Requirements:
Write out only the lines running from the one that contains "Where can the red" to the end of the material, both ends included.

Record list:
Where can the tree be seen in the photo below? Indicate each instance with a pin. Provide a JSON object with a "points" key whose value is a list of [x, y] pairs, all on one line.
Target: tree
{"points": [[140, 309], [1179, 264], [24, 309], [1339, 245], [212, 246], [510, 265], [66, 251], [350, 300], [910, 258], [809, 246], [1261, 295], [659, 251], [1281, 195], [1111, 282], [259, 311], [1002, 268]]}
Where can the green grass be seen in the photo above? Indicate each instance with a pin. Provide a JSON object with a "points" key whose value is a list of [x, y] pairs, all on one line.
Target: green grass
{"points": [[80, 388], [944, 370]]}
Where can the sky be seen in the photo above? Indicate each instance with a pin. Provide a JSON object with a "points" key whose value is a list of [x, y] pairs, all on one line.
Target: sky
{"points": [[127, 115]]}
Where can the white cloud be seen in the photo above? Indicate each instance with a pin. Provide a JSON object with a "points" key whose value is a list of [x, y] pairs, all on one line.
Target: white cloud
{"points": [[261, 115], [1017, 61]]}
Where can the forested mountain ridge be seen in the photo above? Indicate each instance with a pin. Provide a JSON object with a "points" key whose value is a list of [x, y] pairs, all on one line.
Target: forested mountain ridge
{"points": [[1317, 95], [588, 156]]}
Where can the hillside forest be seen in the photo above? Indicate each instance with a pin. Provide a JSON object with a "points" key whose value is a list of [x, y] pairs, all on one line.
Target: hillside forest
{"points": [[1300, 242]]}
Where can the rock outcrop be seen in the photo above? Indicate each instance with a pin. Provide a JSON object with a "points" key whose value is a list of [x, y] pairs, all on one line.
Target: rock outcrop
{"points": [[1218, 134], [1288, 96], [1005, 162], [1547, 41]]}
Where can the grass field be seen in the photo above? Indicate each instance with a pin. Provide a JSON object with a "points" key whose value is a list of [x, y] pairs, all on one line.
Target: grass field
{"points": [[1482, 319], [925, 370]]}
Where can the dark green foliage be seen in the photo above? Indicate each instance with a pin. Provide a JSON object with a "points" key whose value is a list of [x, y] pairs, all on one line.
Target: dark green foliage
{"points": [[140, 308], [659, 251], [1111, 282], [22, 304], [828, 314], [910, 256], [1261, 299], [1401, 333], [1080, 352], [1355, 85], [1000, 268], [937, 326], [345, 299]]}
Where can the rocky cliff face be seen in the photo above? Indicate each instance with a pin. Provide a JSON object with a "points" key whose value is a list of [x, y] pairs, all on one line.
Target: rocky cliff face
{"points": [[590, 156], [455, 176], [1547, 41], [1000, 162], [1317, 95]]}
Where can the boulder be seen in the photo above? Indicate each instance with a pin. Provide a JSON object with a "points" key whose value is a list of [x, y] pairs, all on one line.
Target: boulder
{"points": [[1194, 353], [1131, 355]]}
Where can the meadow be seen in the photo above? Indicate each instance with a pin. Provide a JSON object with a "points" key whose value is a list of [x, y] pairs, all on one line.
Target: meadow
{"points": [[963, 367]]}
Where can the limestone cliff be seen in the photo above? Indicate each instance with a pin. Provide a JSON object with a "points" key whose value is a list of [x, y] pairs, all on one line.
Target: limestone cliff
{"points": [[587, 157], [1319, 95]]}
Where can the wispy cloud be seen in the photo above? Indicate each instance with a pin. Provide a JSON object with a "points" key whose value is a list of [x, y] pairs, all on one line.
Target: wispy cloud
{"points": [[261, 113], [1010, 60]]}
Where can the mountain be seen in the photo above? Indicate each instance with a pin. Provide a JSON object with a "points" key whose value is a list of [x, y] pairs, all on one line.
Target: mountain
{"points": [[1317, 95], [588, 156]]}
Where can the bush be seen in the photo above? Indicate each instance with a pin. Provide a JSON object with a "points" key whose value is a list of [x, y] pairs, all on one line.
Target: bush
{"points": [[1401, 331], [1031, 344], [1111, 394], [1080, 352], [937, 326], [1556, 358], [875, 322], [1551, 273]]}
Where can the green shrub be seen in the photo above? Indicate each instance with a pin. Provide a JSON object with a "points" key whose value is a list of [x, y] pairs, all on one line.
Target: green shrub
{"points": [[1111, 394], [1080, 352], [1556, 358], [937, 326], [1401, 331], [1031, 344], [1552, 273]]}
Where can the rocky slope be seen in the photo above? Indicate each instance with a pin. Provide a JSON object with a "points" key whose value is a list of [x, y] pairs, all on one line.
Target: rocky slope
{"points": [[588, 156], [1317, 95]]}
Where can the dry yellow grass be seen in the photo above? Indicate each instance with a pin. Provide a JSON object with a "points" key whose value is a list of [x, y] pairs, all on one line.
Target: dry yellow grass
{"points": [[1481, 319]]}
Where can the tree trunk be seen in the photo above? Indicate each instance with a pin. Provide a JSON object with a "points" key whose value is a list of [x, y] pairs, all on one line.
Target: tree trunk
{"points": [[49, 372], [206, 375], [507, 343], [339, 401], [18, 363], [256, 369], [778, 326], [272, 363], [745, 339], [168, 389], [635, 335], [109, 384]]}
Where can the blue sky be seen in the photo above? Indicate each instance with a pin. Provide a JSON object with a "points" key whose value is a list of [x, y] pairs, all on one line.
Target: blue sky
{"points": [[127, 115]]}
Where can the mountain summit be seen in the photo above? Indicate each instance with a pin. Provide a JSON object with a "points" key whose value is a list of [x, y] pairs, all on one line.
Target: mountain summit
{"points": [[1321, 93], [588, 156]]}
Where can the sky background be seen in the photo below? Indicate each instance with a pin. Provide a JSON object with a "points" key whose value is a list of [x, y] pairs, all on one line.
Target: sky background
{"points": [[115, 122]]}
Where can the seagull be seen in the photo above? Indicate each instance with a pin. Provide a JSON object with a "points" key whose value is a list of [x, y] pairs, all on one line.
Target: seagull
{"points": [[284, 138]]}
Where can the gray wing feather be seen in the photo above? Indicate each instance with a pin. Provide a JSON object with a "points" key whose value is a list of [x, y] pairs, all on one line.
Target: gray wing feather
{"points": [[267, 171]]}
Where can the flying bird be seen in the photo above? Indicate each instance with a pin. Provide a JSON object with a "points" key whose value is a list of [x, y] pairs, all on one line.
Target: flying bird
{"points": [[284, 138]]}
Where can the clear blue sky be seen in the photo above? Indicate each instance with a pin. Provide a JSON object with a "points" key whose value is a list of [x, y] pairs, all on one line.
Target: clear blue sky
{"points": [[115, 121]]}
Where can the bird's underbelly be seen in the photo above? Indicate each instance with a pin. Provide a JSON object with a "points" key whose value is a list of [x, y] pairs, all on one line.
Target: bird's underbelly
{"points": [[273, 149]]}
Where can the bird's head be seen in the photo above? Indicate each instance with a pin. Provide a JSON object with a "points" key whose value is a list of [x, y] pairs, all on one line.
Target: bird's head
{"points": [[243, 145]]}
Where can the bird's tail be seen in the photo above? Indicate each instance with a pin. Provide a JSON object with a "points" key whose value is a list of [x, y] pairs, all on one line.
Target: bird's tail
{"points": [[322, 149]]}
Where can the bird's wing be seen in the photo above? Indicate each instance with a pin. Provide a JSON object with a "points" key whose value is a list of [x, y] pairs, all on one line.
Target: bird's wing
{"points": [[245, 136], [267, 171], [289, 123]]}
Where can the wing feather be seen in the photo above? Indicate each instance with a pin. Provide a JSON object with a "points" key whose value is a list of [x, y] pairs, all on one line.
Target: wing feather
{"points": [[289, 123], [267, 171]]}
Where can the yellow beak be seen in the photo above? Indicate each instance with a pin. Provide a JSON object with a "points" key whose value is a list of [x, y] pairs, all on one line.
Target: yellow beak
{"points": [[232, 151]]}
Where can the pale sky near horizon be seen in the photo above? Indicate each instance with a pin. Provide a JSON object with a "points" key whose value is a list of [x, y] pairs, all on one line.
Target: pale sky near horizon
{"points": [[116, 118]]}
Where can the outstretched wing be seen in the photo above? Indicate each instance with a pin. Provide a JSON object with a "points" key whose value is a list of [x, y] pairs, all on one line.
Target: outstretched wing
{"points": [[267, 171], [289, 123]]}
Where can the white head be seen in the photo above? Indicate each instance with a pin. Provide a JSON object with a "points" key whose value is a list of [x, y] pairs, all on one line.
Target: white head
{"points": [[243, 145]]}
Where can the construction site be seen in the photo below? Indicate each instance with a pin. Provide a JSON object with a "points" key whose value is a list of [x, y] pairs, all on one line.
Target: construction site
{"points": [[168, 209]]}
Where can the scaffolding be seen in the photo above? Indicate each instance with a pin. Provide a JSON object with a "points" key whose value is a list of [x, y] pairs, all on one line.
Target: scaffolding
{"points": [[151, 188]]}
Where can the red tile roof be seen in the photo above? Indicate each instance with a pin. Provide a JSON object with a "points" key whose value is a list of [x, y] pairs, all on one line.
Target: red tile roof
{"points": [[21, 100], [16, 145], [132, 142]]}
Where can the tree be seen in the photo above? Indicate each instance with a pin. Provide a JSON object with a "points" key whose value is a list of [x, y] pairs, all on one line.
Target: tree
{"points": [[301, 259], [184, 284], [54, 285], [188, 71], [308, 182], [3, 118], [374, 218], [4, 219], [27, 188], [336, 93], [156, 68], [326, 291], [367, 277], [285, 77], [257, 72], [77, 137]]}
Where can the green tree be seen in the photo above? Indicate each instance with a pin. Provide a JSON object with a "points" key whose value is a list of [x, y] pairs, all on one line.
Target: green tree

Solution to the problem:
Where can the red tile roof be seen in the photo above? Indicate each instance with a pin. Provide a JSON object with a "points" key whose value is a list of [x, y] pairs, all on one line.
Target: red tile roof
{"points": [[21, 100], [16, 145], [132, 142]]}
Where can the tree be seen in the photo above? Indicate each instance with a pin. Provide a JSON object with a "points" key whose value is a list of [x, y] pairs, all on one line.
Target: tree
{"points": [[301, 259], [184, 284], [54, 285], [188, 71], [308, 182], [3, 118], [374, 218], [4, 219], [27, 188], [336, 93], [156, 68], [326, 291], [367, 277], [285, 77], [257, 72], [77, 137]]}
Where can the green tree be seen in the photo above? Indicate each instance with a pin. Provide a JSON object with a "points" key whose value is a list of [x, y] pairs, all on one line.
Target: green tree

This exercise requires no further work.